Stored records
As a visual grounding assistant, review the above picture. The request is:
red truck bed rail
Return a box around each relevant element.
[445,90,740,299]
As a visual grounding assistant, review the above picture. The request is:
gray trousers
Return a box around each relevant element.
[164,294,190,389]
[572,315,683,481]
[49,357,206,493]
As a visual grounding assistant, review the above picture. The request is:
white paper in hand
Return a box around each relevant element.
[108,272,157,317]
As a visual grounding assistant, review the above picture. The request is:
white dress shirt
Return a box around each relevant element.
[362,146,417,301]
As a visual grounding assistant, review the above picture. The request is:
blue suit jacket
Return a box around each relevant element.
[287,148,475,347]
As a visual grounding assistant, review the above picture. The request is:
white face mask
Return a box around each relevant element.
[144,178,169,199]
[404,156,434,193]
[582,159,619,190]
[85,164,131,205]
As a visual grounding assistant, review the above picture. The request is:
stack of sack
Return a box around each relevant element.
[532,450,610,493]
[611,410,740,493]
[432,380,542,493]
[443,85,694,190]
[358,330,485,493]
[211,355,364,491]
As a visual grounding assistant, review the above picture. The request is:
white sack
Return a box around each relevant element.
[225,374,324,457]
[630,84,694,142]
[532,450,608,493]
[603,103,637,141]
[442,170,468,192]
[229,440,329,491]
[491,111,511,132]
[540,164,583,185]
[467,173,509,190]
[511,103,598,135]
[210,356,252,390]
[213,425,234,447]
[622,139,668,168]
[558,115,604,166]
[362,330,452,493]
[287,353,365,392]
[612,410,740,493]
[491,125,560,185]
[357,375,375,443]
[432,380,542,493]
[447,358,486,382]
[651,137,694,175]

§ **Task instructions**
Count the lines of the material that contain the word "white", treating uppercase and lowercase as different. How many are there? Reply with the number only.

§ **Output for this task**
4